What this task involves:
Scale the lines below, from the first one through the line containing "xmin=570 ymin=193 xmax=700 ymax=307" (both included). Repeat every line, requests too, but multiply each box coordinate in the answers by 1.3 and round it to a whole number, with halves rounded up.

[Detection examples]
-- begin --

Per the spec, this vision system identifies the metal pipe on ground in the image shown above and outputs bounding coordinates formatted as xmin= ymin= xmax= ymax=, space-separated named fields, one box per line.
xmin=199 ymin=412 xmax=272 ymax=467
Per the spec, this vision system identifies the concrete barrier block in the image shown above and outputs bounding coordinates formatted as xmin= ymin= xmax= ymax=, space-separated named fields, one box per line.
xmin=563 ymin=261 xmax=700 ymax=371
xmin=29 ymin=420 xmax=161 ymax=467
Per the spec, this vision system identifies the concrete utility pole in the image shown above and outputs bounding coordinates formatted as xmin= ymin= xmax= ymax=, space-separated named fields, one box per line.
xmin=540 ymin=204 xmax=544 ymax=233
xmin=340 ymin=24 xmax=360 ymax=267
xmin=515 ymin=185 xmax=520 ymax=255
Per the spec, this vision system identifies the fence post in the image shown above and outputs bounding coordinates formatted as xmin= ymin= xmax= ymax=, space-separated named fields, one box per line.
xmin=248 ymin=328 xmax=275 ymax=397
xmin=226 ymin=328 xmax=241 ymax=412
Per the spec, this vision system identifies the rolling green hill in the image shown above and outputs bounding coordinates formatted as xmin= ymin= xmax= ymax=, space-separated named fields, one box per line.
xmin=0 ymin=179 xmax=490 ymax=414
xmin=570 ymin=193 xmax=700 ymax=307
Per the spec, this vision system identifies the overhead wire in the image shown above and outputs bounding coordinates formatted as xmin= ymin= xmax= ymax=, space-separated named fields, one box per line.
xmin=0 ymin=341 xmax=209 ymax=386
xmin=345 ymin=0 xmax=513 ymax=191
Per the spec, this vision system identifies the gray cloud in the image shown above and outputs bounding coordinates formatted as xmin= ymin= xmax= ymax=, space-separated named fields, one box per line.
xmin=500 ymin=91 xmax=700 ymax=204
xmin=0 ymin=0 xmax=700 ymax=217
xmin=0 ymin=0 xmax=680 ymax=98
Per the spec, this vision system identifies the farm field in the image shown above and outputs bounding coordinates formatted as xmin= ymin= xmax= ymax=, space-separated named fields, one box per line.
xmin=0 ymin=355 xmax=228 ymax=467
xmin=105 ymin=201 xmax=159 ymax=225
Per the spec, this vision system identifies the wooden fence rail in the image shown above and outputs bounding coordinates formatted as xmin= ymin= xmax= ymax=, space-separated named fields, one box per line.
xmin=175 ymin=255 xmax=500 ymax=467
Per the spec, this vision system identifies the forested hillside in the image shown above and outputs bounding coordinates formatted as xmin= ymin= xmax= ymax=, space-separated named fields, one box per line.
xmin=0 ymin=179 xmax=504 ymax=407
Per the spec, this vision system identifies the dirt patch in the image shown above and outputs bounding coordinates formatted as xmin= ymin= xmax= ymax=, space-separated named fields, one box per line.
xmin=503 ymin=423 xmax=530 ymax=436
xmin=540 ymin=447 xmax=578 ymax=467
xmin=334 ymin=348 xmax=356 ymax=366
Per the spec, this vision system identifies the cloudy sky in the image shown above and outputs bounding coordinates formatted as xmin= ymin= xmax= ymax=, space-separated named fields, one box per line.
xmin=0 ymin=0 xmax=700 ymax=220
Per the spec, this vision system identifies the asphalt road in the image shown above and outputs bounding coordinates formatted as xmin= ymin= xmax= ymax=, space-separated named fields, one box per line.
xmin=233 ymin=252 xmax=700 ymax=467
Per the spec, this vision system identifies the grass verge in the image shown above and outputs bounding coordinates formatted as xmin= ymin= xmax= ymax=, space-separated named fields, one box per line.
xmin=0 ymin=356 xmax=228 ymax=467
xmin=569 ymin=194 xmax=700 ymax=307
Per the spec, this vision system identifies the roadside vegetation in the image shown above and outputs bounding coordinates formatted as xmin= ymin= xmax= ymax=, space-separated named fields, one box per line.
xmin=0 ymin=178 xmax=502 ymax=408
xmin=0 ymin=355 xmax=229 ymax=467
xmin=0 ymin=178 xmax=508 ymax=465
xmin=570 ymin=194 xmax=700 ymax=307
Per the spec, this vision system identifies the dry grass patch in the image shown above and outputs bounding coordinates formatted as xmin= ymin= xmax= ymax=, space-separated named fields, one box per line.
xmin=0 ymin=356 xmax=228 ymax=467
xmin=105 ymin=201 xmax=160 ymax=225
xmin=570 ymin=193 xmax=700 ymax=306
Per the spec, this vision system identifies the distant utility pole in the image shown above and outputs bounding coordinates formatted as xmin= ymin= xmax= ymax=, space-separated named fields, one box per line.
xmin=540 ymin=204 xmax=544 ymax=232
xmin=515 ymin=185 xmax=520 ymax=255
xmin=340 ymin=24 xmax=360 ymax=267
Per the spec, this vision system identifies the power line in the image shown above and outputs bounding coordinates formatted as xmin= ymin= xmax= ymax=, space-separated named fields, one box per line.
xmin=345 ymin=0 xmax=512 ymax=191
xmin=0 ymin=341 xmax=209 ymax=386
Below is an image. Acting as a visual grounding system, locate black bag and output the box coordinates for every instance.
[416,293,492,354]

-- end --

Exercise response:
Per the spec, this vision system identifies the metal pipe on ground in the image shown above and outputs bounding coordinates formatted as xmin= ymin= xmax= ymax=, space-separated named fields, one box per line.
xmin=259 ymin=536 xmax=354 ymax=607
Per the spec, this vision system identifies the concrete barrier block in the image shown above and outputs bounding coordinates formatted as xmin= ymin= xmax= ymax=, space-separated named fields, one box per line.
xmin=732 ymin=339 xmax=910 ymax=482
xmin=38 ymin=546 xmax=209 ymax=607
Per the spec, this vision system identifies the concrete utility pole in the image shown above and outputs bounding coordinates formatted as xmin= ymin= xmax= ymax=, space-separated named fields, one box per line.
xmin=702 ymin=265 xmax=707 ymax=303
xmin=442 ymin=31 xmax=468 ymax=347
xmin=670 ymin=241 xmax=676 ymax=332
Per the spec, this vision system identifies the fence post in the image shown above and outputs bounding coordinates formatted as xmin= ymin= xmax= ymax=, space-separated named fields, one box per line.
xmin=322 ymin=426 xmax=358 ymax=516
xmin=294 ymin=426 xmax=313 ymax=536
Per the spec, this vision system identifies the rolling green hill in the image shown above and outputs bounding coordinates formatted as xmin= ymin= xmax= ymax=, space-separated named fields, one box per line.
xmin=0 ymin=233 xmax=637 ymax=538
xmin=741 ymin=251 xmax=910 ymax=399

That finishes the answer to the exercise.